**The task:** Pull each line holding the word "blazer" from the data.

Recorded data

_ _ _ _ _ _ _

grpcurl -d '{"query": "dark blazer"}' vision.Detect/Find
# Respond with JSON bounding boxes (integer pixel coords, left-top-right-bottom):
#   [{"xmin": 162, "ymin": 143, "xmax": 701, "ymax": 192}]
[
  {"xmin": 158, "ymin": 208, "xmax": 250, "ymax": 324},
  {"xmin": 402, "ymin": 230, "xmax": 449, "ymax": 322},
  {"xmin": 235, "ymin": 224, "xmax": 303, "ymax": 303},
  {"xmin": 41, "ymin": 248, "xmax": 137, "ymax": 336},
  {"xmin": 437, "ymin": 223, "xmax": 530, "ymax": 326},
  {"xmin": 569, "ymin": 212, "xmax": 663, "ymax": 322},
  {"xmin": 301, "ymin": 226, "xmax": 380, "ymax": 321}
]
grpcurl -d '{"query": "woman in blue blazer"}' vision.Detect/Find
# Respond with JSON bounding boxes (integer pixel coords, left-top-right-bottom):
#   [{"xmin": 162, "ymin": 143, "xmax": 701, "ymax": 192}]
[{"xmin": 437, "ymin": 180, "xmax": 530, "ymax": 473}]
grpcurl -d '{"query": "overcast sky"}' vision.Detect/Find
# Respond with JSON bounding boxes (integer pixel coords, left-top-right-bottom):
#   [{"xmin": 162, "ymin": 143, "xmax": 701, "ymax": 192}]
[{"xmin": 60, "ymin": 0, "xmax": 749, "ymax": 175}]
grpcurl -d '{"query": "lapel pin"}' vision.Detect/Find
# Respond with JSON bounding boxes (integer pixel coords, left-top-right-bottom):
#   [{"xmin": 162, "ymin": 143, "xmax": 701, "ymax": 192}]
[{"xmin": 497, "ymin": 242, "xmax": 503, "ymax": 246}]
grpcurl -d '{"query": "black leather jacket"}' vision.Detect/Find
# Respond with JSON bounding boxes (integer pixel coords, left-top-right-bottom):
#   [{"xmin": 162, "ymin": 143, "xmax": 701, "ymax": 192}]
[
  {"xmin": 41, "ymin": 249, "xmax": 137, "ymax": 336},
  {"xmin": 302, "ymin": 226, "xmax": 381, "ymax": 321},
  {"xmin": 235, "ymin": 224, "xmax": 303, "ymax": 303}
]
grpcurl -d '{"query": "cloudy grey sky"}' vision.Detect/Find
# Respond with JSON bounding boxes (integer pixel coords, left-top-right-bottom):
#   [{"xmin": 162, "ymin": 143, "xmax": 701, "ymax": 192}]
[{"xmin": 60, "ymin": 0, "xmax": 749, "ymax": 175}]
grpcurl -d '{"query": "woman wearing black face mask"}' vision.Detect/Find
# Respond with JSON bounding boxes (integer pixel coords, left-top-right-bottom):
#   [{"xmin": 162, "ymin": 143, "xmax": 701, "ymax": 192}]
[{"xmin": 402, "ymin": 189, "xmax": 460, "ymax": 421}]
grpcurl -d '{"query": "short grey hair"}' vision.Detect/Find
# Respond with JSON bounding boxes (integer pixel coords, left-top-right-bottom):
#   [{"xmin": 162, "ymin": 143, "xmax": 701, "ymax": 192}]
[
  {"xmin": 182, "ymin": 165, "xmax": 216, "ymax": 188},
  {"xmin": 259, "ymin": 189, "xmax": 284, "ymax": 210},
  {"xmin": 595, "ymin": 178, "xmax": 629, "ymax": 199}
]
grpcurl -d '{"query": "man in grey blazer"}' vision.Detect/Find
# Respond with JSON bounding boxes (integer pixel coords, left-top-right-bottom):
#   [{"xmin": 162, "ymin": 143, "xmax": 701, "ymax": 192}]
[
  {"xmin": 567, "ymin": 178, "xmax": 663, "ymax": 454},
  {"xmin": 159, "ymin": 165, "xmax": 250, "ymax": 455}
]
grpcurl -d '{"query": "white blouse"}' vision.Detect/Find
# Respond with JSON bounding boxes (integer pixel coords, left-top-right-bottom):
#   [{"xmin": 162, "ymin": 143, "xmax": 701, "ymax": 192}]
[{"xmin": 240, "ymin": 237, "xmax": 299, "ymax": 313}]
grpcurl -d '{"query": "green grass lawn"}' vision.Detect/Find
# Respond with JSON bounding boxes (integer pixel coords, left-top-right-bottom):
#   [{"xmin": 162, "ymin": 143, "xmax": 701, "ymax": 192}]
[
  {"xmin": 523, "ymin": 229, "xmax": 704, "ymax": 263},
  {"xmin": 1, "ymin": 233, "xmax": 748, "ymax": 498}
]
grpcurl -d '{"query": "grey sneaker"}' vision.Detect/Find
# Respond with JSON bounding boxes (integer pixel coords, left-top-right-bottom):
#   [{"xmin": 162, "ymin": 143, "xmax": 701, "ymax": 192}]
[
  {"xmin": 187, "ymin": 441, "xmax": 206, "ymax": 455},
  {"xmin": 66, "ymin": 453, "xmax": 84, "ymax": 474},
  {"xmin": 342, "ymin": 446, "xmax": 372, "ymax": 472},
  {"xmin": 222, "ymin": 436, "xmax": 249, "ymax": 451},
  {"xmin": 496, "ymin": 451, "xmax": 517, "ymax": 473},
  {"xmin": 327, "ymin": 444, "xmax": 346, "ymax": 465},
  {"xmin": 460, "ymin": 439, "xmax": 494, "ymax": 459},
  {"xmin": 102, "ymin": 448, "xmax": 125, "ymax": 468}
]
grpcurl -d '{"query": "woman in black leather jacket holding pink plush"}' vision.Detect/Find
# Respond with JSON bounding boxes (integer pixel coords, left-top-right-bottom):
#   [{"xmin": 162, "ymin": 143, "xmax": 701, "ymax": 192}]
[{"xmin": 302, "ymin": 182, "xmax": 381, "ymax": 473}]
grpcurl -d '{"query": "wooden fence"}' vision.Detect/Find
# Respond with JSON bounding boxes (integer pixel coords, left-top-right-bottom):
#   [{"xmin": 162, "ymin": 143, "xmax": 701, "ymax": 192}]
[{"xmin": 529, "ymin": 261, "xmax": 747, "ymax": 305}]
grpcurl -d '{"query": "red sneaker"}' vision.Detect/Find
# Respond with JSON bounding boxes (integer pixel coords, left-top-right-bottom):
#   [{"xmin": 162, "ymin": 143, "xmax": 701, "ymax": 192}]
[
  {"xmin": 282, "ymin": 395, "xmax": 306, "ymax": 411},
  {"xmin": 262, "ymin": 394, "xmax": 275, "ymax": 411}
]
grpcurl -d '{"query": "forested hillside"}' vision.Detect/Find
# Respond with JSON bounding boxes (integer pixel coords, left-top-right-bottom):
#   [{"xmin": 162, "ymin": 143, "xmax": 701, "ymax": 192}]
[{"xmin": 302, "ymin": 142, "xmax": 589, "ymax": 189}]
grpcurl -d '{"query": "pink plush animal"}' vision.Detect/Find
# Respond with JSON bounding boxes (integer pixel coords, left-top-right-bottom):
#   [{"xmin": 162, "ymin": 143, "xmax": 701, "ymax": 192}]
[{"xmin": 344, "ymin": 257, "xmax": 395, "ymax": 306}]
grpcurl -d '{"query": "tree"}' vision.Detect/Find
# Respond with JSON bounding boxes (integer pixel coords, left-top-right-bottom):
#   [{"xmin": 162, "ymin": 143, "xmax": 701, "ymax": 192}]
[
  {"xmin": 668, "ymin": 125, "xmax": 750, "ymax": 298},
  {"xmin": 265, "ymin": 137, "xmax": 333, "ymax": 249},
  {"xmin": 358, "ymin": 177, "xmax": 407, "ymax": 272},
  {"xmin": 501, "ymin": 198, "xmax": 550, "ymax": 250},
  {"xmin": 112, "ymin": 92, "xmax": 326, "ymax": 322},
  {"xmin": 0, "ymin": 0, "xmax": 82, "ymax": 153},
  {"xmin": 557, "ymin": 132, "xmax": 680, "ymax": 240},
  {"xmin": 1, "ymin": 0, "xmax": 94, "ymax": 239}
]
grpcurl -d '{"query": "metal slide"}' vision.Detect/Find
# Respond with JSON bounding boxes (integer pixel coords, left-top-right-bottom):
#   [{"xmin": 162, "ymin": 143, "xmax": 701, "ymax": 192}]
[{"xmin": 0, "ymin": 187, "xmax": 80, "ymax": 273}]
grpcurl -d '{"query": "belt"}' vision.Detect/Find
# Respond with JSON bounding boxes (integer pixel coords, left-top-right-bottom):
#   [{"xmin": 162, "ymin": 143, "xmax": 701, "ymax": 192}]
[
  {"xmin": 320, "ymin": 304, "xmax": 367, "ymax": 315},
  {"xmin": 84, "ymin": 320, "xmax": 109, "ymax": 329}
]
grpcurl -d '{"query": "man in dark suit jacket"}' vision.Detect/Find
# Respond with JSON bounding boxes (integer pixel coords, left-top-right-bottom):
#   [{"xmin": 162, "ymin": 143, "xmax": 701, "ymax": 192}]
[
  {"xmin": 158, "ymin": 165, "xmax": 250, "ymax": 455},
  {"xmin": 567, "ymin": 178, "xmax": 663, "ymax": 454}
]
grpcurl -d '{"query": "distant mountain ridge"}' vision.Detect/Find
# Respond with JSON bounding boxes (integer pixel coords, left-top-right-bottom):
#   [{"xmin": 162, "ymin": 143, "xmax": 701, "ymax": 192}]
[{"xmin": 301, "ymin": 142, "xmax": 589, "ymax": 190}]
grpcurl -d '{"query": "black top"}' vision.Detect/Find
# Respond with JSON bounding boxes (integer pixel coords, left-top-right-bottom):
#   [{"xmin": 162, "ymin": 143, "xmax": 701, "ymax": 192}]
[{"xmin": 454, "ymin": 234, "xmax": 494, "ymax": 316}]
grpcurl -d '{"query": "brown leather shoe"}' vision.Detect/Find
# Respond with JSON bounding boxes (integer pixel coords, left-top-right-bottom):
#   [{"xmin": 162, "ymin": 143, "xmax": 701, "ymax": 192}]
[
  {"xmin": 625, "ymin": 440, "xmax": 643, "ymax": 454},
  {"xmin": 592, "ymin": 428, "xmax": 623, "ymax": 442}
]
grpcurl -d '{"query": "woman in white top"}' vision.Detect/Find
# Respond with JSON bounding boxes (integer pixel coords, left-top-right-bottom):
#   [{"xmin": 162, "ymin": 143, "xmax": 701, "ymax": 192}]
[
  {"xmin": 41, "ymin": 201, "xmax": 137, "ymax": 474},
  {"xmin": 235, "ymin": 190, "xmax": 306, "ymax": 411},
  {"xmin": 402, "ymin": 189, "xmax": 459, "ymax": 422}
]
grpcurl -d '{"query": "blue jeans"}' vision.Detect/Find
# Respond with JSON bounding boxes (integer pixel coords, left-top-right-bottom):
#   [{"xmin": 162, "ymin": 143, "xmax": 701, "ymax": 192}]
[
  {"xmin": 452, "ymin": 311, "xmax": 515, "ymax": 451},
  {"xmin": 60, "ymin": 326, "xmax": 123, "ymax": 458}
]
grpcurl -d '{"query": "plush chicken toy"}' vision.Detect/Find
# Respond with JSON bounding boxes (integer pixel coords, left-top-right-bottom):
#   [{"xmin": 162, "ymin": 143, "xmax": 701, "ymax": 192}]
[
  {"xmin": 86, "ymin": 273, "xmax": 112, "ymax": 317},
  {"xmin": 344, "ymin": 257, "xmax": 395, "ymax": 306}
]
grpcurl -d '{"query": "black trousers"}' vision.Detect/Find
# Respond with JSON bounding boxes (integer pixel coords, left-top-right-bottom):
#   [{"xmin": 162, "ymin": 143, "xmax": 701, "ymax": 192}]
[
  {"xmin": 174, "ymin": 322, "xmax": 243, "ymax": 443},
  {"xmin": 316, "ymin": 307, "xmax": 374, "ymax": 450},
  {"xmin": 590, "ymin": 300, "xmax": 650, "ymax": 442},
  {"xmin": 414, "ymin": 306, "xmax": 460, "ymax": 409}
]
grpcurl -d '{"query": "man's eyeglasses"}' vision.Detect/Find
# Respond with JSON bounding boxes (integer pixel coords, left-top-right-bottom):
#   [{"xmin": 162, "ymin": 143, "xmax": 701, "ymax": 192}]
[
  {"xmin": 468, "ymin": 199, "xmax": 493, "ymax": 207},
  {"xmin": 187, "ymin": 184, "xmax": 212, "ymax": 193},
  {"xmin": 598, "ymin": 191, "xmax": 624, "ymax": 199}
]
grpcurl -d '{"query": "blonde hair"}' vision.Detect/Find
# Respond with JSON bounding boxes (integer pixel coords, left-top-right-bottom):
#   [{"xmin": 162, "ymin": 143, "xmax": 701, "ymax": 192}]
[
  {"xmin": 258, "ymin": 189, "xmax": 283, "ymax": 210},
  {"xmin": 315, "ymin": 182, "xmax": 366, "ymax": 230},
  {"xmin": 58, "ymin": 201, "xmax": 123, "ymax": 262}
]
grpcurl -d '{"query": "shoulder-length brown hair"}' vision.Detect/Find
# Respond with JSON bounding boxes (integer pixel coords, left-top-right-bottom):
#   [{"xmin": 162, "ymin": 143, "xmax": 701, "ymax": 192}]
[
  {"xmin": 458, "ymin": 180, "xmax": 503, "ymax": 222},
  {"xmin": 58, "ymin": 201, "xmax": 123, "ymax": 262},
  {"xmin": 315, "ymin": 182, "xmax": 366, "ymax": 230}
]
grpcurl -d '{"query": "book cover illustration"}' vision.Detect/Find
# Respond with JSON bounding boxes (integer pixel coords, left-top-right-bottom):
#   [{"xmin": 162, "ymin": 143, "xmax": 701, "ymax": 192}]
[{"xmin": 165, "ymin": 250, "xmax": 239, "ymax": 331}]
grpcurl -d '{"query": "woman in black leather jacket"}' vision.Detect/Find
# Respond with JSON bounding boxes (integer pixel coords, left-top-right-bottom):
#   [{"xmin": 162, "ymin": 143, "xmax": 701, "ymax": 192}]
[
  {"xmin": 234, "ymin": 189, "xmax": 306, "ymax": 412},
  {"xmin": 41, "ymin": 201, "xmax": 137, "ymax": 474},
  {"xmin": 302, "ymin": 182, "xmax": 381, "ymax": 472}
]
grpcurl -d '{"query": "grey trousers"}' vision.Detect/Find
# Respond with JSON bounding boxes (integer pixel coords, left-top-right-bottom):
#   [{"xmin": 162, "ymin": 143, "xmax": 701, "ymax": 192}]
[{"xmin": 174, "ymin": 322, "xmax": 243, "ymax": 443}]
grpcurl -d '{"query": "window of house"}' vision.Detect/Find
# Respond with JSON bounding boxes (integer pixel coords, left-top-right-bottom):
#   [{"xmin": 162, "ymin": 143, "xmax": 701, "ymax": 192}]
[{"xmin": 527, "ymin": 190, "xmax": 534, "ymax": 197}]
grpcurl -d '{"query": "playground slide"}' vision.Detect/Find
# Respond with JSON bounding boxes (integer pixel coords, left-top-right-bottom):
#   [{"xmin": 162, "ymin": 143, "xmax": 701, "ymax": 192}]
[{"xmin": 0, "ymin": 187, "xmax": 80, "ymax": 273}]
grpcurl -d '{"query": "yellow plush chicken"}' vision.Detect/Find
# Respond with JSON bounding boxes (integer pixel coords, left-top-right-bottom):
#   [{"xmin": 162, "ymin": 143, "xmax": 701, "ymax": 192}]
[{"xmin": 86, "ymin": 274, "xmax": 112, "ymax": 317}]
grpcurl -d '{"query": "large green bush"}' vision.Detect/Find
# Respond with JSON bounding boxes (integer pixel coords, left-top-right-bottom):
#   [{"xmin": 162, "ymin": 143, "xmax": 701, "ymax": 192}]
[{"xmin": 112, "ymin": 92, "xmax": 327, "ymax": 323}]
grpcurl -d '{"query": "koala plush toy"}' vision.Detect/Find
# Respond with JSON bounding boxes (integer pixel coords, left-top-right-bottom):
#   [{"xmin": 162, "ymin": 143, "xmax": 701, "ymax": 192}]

_ _ _ _ _ _ _

**The completed task:**
grpcurl -d '{"query": "dark blazer"}' vision.Detect/Find
grpcurl -d '{"query": "woman in blue blazer"}' vision.Detect/Find
grpcurl -d '{"query": "man in grey blazer"}' vision.Detect/Find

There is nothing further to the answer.